• [Tareas del ejercicio]:
A. Indique si cada afirmación concuerda con el texto sobre Lezama Lima y responda sí o no, citando las palabras del texto que lo deciden. (i) Vitier intenta reconstruir una continuidad histórica que devuelva su sentido a la obra de Lezama Lima. (ii) Sarduy mantiene el texto lezamiano ligado a su lugar de origen. (iii) El texto sostiene que las estrategias de Vitier y Sarduy no son políticas.
B. Enumere todos los nombres propios de persona que aparecen en el texto sobre Lezama Lima.

La legitimidad de que cada de uno de ellos disponía a la hora de reivindicar la herencia lezamiana no era así la misma y esta diferencia explica en parte las estrategias singulares y opuestas que van a seguir. Por un lado, está la de Vitier, quien va a tratar de reconstruir la continuidad histórica que le permita fijar el contexto dentro del cual la obra de Lezama Lima readquiera todo su sentido como realización del destino nacional y revolucionario cubano; por otro lado, encontramos a un Sarduy que se lo apuesta casi todo al texto lezamiano y a las posibilidades de descontextualizarlo y recontextualizarlo en una serie de ámbitos que lo van alejando cada vez más de su lugar de origen, hasta convertirlo en objeto de especulaciones teóricas e interpretativas desvinculadas de los problemas a los que la obra de Lezama Lima inicialmente respondía. Huelga señalar que los dos, Vitier y Sarduy, buscan por igual su reposicionamiento dentro del campo literario cubano (y latinoamericano) a través de su gestión de la posteridad del poeta como un padre o un precursor cuya centralidad les garantiza un capital simbólico cierto y un lugar en el canon. En este sentido, las estrategias de uno y otro son políticas aunque no sigan un mismo camino ni puedan ser evaluadas de la misma forma.
Empecemos primero por la primera.

• [Extracto de datos]:
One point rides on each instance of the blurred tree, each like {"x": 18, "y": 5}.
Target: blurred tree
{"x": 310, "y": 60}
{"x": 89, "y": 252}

• [Respuestas]:
A.
(i) Sí: «va a tratar de reconstruir la continuidad histórica que le permita fijar el contexto dentro del cual la obra de Lezama Lima readquiera todo su sentido».
(ii) No: «una serie de ámbitos que lo van alejando cada vez más de su lugar de origen».
(iii) No: «las estrategias de uno y otro son políticas aunque no sigan un mismo camino».

B. Vitier, Lezama Lima, Sarduy